* JOBS:
1. List the five core goals that the Global Marshall Plan text names.
2. Write the next part of the Global Marshall Plan text, picking up after its final line.

* PASSAGE GIVEN:

The Global Marshall Plan
Initiative works towards a worldwide Eco-Social Market Economy by
the means of a Global Marshall Plan. Global Marshall Plan News is
the means to inform all supporters about the latest developments.
What is the Global Marshall Plan?
The Global Marshall Plan aims at a "World
in Balance". To achieve this we need a better design of globalization
and the global economic processes - a worldwide Eco-Social Market
Economy. This is a matter of an improved global structural framework,
sustainable development, the eradication of poverty, environmental
protection and equity, altogether resulting in a new global 'economic
A World in Balance
The Global Marshall Plan includes the following
five core goals:
implementation of the globally agreed upon UN
Millennium Goals by 2015.
raising of an additional 100 billion US$ a year
required to achieve the Millennium Goals, to enhance worldwide development.
fair and competitively neutral raising of these
necessary resources, also by burdening global transactions.
gradually establish a worldwide Eco-Social Market
Economy with an improved global policy framework through the interlinking
of established rules and agreed upon standards for economic, environmental
and social issues (WTO, ILO and UNEP standards).
new forms of appropriation of funds directed to
the grassroots level, while at the same time fighting corruption.
Why do we need a Global Marshall Plan?

Region labeling records
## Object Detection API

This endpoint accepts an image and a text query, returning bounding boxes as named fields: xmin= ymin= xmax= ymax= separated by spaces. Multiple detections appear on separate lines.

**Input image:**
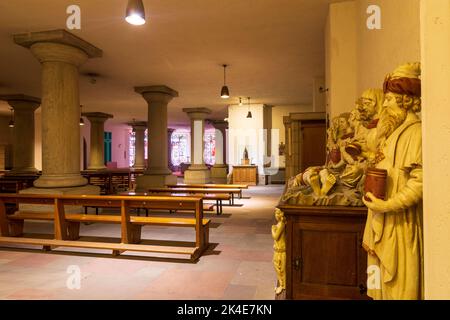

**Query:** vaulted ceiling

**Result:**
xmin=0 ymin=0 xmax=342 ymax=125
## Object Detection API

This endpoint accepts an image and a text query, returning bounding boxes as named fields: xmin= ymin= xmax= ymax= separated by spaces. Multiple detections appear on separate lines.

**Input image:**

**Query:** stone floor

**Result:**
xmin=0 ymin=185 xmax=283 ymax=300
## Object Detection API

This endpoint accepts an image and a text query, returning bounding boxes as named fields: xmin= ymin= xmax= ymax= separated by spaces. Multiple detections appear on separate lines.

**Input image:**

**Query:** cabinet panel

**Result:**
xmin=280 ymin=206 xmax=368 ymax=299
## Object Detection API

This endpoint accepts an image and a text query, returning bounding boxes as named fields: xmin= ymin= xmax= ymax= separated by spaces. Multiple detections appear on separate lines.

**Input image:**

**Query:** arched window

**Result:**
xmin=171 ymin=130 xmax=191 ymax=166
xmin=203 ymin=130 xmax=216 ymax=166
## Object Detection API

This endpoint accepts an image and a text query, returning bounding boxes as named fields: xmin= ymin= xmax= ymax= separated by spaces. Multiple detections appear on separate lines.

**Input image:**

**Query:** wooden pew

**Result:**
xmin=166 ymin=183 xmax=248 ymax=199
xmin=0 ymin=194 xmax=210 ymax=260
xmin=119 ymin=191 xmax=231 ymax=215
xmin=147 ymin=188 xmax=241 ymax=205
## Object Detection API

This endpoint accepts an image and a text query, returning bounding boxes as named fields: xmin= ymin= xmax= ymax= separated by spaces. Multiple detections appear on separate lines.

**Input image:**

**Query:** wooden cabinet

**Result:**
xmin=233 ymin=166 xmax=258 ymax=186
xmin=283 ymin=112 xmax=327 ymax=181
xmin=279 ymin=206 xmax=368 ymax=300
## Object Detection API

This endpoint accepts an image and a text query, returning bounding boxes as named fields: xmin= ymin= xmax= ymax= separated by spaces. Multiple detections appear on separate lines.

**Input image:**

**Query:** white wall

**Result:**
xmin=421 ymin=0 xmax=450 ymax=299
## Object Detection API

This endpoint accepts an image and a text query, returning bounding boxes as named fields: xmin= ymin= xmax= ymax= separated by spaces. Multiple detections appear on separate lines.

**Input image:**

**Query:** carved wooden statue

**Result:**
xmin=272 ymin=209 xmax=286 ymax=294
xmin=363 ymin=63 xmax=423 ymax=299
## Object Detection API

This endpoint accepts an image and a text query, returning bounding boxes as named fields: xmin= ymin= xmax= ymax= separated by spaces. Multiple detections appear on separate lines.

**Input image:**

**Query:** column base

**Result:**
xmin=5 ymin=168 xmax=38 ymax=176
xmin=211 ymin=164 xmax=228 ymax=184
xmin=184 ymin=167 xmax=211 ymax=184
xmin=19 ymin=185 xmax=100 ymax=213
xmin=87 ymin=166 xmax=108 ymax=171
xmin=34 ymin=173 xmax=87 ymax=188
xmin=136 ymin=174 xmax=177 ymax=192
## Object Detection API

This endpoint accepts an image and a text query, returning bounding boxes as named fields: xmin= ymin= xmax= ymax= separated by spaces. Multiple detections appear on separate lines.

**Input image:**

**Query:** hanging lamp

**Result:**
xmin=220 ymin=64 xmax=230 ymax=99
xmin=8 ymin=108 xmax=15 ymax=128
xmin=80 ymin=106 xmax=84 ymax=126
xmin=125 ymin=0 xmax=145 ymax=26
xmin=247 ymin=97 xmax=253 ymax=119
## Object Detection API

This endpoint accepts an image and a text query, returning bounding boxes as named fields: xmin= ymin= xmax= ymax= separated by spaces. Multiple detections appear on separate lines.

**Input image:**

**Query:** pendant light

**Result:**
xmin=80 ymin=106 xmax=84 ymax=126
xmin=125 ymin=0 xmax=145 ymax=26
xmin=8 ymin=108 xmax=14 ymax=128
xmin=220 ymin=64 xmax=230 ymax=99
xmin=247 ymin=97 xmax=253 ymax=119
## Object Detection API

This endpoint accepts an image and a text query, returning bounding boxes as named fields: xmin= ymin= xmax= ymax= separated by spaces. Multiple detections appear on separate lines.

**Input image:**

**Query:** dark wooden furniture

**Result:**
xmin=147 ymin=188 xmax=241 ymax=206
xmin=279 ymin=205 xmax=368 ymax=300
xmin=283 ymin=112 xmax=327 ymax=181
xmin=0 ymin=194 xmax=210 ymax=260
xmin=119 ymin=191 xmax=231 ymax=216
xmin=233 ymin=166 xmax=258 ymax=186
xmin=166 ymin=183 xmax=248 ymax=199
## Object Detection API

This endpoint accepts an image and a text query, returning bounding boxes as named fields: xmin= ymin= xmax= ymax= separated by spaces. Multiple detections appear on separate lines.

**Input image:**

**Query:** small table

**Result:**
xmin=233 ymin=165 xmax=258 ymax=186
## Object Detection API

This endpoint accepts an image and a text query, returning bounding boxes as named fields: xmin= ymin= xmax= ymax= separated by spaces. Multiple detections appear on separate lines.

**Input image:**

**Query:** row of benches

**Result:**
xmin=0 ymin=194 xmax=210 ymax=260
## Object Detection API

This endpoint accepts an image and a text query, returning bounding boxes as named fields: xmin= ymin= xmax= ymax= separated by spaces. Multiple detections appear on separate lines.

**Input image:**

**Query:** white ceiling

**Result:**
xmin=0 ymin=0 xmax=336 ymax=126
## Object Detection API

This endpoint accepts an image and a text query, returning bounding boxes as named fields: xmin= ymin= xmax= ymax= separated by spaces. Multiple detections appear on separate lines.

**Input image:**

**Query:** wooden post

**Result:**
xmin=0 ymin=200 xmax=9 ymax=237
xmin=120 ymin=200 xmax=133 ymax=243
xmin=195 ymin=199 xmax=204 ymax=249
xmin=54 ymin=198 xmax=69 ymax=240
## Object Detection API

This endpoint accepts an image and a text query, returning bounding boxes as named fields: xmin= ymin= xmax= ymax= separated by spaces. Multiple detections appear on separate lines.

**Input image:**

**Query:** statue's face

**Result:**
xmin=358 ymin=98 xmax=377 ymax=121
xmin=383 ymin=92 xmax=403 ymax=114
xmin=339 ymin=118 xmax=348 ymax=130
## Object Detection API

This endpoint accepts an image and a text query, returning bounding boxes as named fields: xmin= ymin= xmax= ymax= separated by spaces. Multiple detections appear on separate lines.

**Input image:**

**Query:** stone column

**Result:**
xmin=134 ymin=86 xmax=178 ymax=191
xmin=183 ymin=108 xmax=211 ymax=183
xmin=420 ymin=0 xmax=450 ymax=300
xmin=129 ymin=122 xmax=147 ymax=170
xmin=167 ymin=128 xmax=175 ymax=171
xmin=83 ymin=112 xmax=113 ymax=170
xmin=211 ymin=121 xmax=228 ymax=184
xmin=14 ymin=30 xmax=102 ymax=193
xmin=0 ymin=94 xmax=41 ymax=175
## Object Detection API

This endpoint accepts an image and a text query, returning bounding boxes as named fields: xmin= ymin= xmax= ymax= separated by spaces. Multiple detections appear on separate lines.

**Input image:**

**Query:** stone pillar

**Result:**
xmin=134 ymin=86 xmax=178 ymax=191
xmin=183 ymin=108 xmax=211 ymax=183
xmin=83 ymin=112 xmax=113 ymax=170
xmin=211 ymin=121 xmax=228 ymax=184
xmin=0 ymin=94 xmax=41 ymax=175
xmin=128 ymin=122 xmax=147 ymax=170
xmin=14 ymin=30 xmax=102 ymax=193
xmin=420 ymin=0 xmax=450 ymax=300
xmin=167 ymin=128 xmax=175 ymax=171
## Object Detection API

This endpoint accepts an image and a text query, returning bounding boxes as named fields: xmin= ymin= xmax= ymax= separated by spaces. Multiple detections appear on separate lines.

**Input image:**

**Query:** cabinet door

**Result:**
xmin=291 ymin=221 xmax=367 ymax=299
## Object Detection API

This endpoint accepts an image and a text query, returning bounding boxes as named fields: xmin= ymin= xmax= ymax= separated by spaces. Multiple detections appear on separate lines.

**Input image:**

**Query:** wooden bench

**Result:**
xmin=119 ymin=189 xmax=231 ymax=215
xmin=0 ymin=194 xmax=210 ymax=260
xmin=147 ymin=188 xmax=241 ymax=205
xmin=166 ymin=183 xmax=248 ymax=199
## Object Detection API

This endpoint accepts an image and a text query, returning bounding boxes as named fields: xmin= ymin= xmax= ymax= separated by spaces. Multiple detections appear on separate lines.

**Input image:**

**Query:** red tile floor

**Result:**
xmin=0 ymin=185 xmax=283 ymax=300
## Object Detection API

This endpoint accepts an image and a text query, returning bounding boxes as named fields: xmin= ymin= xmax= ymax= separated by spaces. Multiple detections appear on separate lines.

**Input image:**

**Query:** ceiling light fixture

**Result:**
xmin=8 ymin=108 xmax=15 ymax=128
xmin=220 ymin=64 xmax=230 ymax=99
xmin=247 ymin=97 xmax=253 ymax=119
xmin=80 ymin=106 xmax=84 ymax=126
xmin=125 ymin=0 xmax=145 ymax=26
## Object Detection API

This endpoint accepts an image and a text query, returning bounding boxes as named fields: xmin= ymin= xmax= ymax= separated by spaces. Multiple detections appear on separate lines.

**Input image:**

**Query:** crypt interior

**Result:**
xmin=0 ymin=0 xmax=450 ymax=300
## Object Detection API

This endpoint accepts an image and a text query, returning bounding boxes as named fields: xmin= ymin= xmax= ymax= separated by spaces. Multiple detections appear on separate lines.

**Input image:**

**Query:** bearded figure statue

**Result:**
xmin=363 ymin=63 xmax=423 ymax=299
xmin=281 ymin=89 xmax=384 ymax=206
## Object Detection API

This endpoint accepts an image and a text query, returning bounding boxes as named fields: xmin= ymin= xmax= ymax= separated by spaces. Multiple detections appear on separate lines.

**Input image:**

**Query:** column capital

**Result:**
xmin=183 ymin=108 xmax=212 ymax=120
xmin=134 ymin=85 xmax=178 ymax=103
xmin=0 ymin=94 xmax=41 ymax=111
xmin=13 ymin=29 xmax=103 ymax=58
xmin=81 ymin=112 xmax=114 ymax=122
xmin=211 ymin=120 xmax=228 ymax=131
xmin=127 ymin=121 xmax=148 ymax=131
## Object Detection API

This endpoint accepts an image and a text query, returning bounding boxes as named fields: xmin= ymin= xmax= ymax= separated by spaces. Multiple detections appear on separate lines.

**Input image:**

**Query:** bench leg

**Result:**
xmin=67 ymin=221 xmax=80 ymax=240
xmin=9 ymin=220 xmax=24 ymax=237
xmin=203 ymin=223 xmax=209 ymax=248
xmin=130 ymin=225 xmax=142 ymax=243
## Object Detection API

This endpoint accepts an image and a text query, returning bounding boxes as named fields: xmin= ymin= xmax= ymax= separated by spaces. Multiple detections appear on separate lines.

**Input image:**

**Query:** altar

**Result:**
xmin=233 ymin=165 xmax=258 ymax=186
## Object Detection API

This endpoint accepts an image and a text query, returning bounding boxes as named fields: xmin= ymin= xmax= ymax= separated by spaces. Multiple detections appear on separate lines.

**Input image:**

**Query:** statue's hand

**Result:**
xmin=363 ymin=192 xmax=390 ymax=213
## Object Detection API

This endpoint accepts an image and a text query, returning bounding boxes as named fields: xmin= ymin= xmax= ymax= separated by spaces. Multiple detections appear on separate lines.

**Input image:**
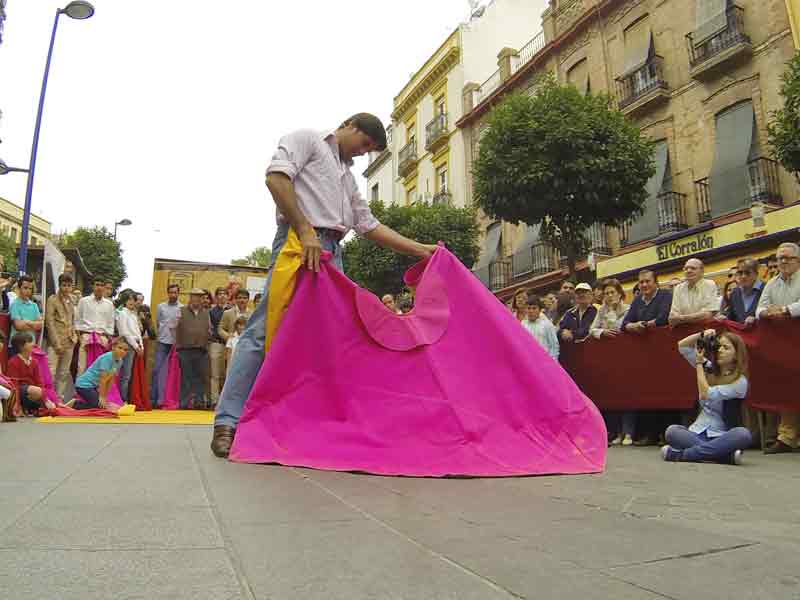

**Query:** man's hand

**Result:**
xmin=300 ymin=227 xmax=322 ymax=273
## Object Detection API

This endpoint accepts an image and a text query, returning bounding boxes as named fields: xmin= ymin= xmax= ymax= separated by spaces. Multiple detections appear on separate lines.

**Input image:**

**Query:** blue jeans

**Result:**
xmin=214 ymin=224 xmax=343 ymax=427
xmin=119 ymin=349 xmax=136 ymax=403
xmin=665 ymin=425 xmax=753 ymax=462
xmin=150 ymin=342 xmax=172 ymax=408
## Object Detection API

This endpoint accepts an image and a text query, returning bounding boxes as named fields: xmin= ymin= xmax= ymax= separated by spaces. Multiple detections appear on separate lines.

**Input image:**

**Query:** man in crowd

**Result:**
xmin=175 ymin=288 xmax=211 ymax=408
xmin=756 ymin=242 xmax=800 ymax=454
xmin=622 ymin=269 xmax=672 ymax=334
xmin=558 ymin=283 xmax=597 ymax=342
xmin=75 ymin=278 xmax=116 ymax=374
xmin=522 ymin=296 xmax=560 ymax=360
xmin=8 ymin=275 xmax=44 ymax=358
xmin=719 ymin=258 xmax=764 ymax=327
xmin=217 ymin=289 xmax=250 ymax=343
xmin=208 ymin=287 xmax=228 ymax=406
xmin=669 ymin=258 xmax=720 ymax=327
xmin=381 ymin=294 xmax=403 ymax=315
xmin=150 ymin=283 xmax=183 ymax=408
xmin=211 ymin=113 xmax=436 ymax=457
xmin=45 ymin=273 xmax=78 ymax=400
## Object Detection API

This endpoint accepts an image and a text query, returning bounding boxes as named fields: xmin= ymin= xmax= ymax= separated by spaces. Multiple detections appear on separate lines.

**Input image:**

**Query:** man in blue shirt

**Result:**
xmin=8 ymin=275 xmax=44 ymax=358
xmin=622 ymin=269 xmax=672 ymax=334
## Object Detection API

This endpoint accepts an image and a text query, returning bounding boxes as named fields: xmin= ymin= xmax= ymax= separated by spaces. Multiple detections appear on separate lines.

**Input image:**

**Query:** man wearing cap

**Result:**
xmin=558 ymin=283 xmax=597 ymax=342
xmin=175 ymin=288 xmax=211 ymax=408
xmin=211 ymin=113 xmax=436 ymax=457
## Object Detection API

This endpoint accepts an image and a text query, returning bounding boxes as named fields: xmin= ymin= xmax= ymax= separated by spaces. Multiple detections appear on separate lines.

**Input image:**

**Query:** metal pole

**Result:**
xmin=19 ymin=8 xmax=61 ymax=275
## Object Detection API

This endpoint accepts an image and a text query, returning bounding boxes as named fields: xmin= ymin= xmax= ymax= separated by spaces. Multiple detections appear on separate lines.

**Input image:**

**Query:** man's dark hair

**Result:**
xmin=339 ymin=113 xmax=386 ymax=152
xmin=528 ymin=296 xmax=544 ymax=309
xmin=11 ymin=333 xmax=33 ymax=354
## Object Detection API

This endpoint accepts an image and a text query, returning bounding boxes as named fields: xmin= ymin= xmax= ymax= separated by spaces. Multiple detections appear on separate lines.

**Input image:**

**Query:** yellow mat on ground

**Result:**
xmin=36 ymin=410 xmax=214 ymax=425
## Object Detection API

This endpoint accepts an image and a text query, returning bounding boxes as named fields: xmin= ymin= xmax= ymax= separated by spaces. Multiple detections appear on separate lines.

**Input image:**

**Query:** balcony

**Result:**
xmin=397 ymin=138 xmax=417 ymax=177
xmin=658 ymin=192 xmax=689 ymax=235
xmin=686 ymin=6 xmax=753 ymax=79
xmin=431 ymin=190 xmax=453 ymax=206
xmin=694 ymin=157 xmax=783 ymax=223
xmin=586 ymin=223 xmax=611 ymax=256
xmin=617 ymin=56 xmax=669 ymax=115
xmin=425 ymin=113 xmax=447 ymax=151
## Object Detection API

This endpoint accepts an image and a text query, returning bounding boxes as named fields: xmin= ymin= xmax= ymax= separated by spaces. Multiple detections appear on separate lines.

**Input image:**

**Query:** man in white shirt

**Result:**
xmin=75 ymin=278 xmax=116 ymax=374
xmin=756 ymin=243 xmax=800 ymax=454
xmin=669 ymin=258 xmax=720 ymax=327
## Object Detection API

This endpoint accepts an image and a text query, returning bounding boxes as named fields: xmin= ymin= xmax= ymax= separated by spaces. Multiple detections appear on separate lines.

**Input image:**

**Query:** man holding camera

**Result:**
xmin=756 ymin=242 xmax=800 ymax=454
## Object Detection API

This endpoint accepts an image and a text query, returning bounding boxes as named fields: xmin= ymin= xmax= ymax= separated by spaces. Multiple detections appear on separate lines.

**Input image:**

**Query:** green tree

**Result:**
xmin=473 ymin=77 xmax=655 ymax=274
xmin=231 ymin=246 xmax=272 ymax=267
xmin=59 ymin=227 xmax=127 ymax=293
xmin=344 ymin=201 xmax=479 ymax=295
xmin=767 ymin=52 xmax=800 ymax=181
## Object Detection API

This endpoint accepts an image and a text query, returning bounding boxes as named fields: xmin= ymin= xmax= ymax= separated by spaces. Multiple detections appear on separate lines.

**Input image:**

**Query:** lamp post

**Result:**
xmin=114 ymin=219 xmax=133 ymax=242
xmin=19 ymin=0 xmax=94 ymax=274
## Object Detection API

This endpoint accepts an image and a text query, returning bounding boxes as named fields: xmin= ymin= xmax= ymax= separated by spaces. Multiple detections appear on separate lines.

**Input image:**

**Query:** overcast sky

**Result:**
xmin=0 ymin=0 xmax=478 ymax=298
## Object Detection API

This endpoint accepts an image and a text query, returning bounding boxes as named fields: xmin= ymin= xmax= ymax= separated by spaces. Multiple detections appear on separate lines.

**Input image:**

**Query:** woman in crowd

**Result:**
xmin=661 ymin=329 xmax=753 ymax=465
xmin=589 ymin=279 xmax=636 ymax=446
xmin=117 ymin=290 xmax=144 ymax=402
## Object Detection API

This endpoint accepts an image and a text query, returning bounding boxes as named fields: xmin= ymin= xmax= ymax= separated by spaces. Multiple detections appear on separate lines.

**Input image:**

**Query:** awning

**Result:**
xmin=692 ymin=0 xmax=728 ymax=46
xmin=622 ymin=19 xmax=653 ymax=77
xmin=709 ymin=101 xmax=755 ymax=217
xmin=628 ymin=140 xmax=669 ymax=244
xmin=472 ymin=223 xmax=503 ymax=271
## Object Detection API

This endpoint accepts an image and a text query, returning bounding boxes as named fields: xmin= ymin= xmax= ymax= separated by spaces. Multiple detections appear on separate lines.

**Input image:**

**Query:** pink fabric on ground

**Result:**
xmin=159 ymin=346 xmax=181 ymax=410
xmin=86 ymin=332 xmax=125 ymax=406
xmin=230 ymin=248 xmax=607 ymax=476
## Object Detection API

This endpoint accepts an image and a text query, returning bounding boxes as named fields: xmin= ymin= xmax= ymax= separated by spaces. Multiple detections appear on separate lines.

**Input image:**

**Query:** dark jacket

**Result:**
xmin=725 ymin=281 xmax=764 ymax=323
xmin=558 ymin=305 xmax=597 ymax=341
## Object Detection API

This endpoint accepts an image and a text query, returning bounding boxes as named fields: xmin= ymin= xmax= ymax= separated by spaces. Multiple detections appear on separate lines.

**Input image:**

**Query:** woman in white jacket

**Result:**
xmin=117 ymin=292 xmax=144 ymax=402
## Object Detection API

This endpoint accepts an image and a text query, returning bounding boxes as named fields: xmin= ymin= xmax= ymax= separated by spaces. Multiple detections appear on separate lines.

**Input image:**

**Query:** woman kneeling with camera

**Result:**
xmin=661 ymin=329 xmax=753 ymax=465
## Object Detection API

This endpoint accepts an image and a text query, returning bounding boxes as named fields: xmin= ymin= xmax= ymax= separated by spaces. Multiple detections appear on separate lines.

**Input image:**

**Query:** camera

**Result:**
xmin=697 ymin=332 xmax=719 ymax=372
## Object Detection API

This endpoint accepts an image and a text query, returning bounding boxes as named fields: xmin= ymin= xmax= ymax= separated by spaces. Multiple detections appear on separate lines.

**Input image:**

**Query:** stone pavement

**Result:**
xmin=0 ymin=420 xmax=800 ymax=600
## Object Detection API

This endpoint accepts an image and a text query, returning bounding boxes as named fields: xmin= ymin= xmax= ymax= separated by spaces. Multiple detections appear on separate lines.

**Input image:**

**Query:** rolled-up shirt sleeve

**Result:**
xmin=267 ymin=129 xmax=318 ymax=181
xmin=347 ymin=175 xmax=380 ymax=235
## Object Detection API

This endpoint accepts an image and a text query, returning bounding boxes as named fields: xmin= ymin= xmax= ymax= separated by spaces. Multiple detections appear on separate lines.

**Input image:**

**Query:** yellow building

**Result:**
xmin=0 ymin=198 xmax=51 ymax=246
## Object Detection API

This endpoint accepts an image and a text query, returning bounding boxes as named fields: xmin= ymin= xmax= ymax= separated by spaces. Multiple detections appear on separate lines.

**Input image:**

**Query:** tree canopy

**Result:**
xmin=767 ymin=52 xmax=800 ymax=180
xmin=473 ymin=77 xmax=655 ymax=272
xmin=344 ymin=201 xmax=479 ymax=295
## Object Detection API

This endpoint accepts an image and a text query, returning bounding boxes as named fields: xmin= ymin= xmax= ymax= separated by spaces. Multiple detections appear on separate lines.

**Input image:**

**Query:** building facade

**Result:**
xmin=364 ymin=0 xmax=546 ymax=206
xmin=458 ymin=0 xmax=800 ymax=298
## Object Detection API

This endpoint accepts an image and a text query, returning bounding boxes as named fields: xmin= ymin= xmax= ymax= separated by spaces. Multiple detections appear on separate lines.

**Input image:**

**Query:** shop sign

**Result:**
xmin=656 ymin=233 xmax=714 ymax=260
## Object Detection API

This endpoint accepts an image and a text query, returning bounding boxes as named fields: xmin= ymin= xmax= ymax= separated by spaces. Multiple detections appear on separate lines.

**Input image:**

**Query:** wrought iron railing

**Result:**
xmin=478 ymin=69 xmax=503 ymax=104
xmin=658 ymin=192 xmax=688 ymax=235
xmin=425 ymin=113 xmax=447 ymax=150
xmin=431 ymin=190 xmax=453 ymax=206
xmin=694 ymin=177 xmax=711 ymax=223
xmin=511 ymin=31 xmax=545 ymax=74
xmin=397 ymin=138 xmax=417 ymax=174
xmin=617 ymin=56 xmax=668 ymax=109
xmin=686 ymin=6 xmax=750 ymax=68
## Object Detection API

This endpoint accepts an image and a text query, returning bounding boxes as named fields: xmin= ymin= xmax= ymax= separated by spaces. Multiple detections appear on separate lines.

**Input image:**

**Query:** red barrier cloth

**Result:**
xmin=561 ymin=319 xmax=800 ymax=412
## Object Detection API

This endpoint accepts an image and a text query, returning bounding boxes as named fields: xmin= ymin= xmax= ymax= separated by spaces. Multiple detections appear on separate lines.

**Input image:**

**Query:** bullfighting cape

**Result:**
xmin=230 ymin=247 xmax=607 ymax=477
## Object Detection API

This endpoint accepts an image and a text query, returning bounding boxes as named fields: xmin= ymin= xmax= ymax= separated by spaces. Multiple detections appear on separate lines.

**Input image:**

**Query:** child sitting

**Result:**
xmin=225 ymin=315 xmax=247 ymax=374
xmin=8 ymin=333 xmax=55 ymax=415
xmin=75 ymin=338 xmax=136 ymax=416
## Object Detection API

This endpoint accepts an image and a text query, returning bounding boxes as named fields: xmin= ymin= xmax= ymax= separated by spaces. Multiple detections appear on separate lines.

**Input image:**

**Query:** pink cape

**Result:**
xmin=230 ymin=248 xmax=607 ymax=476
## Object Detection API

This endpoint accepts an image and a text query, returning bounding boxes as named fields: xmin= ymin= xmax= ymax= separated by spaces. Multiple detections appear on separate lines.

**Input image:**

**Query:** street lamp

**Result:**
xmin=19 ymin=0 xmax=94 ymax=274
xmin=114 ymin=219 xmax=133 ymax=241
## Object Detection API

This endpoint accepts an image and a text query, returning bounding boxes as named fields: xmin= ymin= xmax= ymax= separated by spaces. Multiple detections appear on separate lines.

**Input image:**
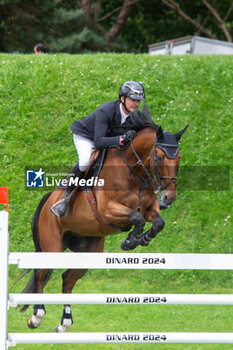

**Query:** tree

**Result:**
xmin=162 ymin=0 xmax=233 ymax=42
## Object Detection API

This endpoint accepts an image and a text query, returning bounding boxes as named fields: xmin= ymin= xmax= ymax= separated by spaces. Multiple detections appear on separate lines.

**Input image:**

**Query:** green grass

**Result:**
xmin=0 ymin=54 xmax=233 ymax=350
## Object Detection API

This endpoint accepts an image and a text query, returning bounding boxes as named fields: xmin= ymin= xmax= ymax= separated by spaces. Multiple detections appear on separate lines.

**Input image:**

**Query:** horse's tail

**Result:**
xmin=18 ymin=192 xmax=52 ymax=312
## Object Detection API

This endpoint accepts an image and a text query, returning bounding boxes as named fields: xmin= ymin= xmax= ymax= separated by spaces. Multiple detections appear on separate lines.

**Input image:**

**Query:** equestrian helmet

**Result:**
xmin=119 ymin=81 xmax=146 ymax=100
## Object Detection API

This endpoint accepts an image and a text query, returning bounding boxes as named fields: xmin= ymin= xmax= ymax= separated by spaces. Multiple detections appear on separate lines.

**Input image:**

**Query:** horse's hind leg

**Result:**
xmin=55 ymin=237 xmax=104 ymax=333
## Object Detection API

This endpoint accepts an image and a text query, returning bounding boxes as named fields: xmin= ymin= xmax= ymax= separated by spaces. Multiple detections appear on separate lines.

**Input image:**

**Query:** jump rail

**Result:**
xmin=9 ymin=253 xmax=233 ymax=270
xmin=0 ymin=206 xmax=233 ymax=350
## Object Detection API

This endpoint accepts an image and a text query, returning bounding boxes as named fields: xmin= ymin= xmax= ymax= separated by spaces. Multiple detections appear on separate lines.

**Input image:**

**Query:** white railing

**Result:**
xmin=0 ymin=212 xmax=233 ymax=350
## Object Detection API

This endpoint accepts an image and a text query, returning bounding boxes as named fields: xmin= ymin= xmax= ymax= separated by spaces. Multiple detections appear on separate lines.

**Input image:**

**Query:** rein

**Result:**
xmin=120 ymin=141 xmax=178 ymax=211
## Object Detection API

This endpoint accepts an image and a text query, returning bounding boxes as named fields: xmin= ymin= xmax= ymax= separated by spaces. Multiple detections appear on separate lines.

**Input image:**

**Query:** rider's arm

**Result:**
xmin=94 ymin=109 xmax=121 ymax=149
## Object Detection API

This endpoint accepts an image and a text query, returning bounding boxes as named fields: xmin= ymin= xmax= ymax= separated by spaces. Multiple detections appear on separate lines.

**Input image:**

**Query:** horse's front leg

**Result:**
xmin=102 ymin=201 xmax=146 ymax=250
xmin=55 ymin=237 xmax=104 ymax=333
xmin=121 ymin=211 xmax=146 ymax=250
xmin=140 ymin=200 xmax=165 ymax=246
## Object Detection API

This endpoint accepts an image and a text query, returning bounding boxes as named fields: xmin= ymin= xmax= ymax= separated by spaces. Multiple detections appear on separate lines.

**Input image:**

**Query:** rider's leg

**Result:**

* ANSWERS TO THE EXERCISES:
1.
1. Implementation of the globally agreed upon UN Millennium Goals by 2015.
2. Raising an additional 100 billion US$ a year, required to achieve the Millennium Goals, to enhance worldwide development.
3. Fair and competitively neutral raising of these necessary resources, also by burdening global transactions.
4. Gradually establishing a worldwide Eco-Social Market Economy with an improved global policy framework, through the interlinking of established rules and agreed upon standards for economic, environmental and social issues (WTO, ILO and UNEP standards).
5. New forms of appropriation of funds directed to the grassroots level, while at the same time fighting corruption.

2.
Because today's global situation is scandalous,
and because the current conditions of globalization produce the
complete opposite of what is constantly demanded in rosy speeches.
Poverty, the north south divide, migration, terror, wars, cultural
conflicts, and environmental catastrophes are all problems, which
can no longer be resolved nationally under the conditions of a widely
unregulated globalization process. Therefore, we need an improved
and binding global framework for the world economy, that brings
economy into harmony with society, culture, and environment.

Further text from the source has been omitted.